◆ **Task description**:
Quote every line of the items below verbatim, omitting the pictures.

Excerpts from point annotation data
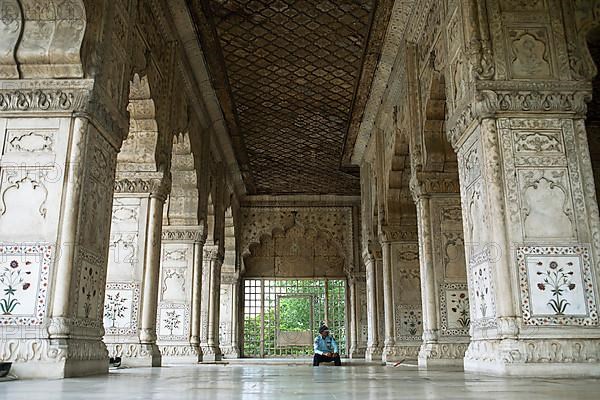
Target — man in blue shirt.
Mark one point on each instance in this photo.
(326, 348)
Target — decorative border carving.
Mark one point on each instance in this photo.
(45, 95)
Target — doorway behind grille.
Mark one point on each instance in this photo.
(282, 316)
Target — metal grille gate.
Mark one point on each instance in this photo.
(282, 316)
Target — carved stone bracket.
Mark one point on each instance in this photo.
(423, 184)
(212, 253)
(65, 97)
(494, 99)
(398, 233)
(230, 278)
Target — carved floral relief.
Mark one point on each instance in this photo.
(530, 55)
(121, 308)
(556, 285)
(24, 274)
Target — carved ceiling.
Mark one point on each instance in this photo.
(289, 71)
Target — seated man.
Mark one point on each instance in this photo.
(326, 348)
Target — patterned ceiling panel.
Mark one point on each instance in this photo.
(293, 66)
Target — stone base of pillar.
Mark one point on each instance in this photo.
(442, 355)
(136, 354)
(211, 353)
(534, 357)
(373, 353)
(230, 352)
(180, 354)
(357, 352)
(400, 352)
(55, 358)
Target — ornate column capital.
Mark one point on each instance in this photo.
(196, 233)
(212, 252)
(64, 96)
(425, 184)
(397, 233)
(230, 278)
(494, 99)
(157, 184)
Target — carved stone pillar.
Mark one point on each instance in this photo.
(529, 209)
(356, 350)
(210, 304)
(388, 301)
(228, 315)
(402, 295)
(133, 269)
(374, 348)
(197, 296)
(443, 270)
(180, 270)
(58, 165)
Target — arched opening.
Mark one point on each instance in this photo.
(294, 281)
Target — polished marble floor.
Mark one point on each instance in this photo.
(266, 382)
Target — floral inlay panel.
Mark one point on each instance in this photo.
(121, 308)
(409, 325)
(173, 322)
(482, 297)
(455, 314)
(24, 272)
(556, 286)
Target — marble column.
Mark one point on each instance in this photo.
(180, 270)
(197, 297)
(374, 350)
(444, 287)
(133, 269)
(403, 324)
(530, 212)
(58, 165)
(356, 350)
(210, 304)
(388, 301)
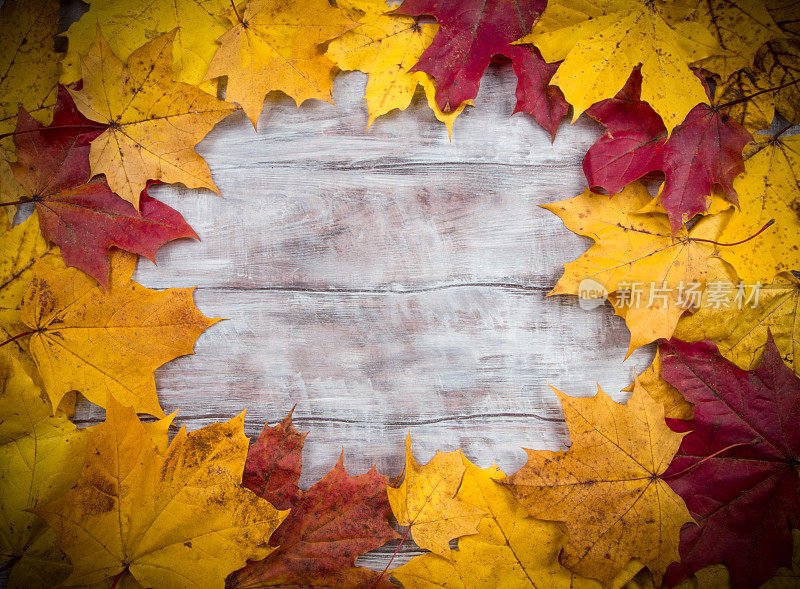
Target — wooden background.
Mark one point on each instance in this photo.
(388, 281)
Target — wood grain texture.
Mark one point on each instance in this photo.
(388, 281)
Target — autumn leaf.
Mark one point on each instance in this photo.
(786, 577)
(180, 519)
(28, 62)
(510, 549)
(608, 486)
(737, 468)
(273, 45)
(41, 456)
(601, 43)
(386, 47)
(154, 122)
(740, 327)
(20, 248)
(636, 249)
(82, 216)
(768, 190)
(329, 526)
(471, 33)
(274, 462)
(77, 330)
(675, 406)
(755, 93)
(426, 501)
(127, 26)
(741, 28)
(702, 153)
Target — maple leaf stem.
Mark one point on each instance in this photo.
(782, 131)
(89, 127)
(236, 12)
(16, 337)
(117, 578)
(388, 564)
(750, 97)
(717, 453)
(756, 234)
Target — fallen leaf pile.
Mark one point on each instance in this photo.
(692, 202)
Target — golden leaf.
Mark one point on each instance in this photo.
(386, 47)
(607, 486)
(510, 550)
(154, 122)
(28, 63)
(636, 250)
(41, 457)
(126, 26)
(601, 42)
(273, 45)
(741, 27)
(768, 189)
(426, 501)
(101, 342)
(177, 520)
(20, 248)
(741, 333)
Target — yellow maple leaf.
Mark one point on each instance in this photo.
(636, 251)
(769, 189)
(386, 47)
(273, 45)
(755, 93)
(126, 26)
(426, 501)
(154, 122)
(741, 27)
(510, 550)
(20, 248)
(175, 520)
(607, 486)
(101, 343)
(41, 457)
(601, 42)
(740, 330)
(28, 63)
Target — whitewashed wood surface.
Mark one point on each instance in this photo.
(388, 281)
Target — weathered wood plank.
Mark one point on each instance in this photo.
(388, 282)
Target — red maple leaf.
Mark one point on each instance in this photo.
(471, 33)
(78, 213)
(330, 525)
(737, 467)
(273, 465)
(704, 151)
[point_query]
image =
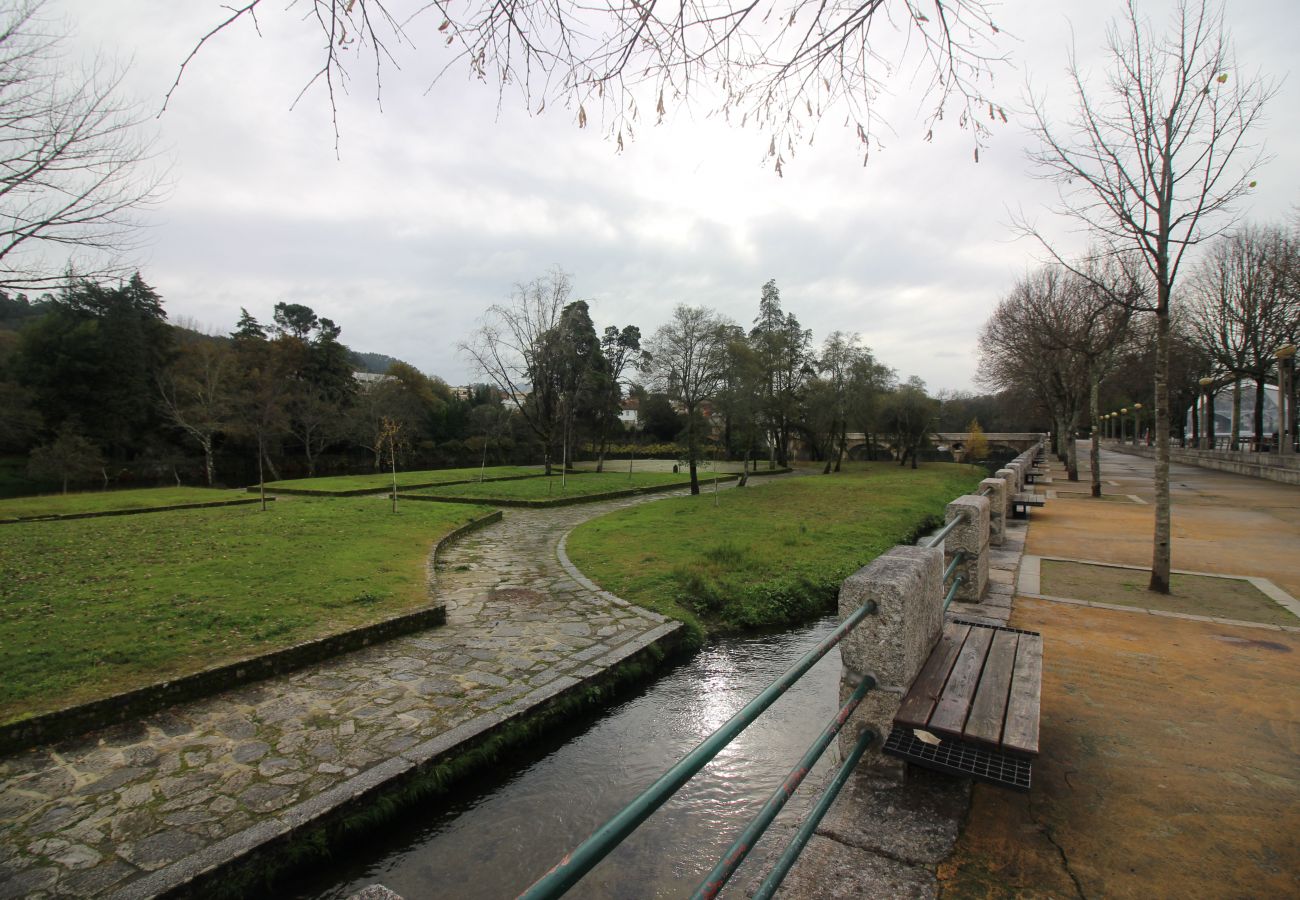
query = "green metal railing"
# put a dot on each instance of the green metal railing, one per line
(571, 869)
(573, 866)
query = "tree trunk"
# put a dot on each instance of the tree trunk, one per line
(1095, 444)
(1071, 446)
(1236, 415)
(261, 477)
(1160, 562)
(1259, 414)
(271, 464)
(208, 464)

◆ **Written answer**:
Target — man in blue shirt.
Mark one point on each instance in this photo.
(326, 348)
Target — decorative border carving.
Mark one point on each instance in this photo.
(45, 95)
Target — doorway behind grille.
Mark one point on each instance in this photo.
(282, 316)
Target — metal grille gate.
Mark one point on each instance in this photo.
(282, 316)
Target — carved stone bracket.
Mark one point on each instance in this photo.
(423, 184)
(212, 253)
(65, 97)
(494, 99)
(398, 233)
(230, 278)
Target — carved floral relief.
Mark one point on each instance in this photo.
(530, 55)
(121, 308)
(556, 285)
(24, 274)
Target — carved ceiling.
Mark one point on each instance in this photo.
(289, 71)
Target — seated man.
Mark one point on each instance in this photo.
(326, 348)
Target — patterned ceiling panel.
Mark one point on each instance in this photo.
(293, 66)
Target — stone base of pillar.
Mark one point on each instance in this photo.
(442, 355)
(136, 354)
(211, 353)
(534, 357)
(373, 353)
(230, 352)
(180, 354)
(357, 352)
(400, 352)
(55, 358)
Target — ornate column capital.
Mark one point on each instance in this photo.
(196, 233)
(212, 252)
(64, 96)
(425, 184)
(397, 233)
(230, 278)
(494, 99)
(157, 184)
Target — carved stone pillar.
Mark one point on each instance in this photo.
(529, 209)
(356, 350)
(210, 304)
(388, 301)
(228, 315)
(402, 295)
(133, 269)
(374, 348)
(197, 296)
(443, 270)
(180, 270)
(58, 165)
Target — arched opening.
Mark one point on each instance in this photo.
(294, 281)
Target — polished marble floor.
Mark one point on each instance in this photo.
(266, 382)
Target — floral inlay panel.
Mark one point on each instance in this photo.
(121, 308)
(409, 325)
(173, 322)
(482, 297)
(455, 314)
(24, 272)
(556, 286)
Target — marble column.
Mark one point on each instance in this photo.
(180, 270)
(197, 297)
(374, 350)
(444, 287)
(133, 269)
(403, 324)
(530, 212)
(58, 165)
(356, 350)
(210, 304)
(388, 301)
Target — wooden background.
Mark one point on each instance in this photo.
(388, 281)
Target — wood grain texture.
Mark one point on each instance in this photo.
(388, 281)
Target — autumn leaf.
Mark one point on each instance in this photo.
(786, 577)
(180, 519)
(28, 62)
(510, 549)
(608, 486)
(737, 468)
(273, 45)
(41, 456)
(601, 43)
(386, 47)
(154, 122)
(740, 327)
(20, 248)
(636, 249)
(82, 216)
(768, 190)
(329, 526)
(471, 33)
(274, 462)
(77, 330)
(675, 406)
(755, 93)
(426, 501)
(127, 26)
(741, 28)
(702, 153)
Target — maple leaf stem.
Mark one point on each instance in this photo.
(782, 131)
(89, 127)
(236, 12)
(16, 337)
(117, 578)
(388, 564)
(750, 97)
(717, 453)
(756, 234)
Target — fallen leaf pile.
Mark one point on each instance in this photo.
(692, 202)
Target — golden leaf.
Mark one point on each instance in this photo.
(386, 47)
(607, 486)
(510, 550)
(154, 122)
(28, 63)
(636, 250)
(41, 457)
(126, 26)
(601, 42)
(273, 45)
(741, 27)
(768, 189)
(426, 501)
(101, 342)
(177, 520)
(20, 248)
(741, 333)
Target — yellow maple leaf.
Mark one point on each instance in this photo.
(636, 251)
(769, 189)
(386, 47)
(273, 45)
(755, 93)
(126, 26)
(426, 501)
(154, 122)
(741, 27)
(510, 550)
(20, 248)
(175, 520)
(607, 486)
(101, 343)
(41, 457)
(601, 42)
(740, 330)
(28, 63)
Target — whitewashed wood surface.
Mark one point on each instance in this photo.
(388, 281)
Target — weathered wood plank.
Mark one point on each instance in this photo.
(388, 282)
Target — red maple leaf.
Mark one point on each instance in this photo.
(471, 33)
(78, 213)
(330, 525)
(737, 467)
(273, 465)
(704, 151)
[point_query]
image =
query = "green metal railing"
# put a dot on each instance of the green metal railing, one per line
(571, 869)
(573, 866)
query = "tree trunk"
# put a dot on each instance of the tree trunk, one per line
(1095, 444)
(1071, 446)
(1236, 415)
(261, 477)
(1160, 562)
(1259, 414)
(271, 464)
(208, 464)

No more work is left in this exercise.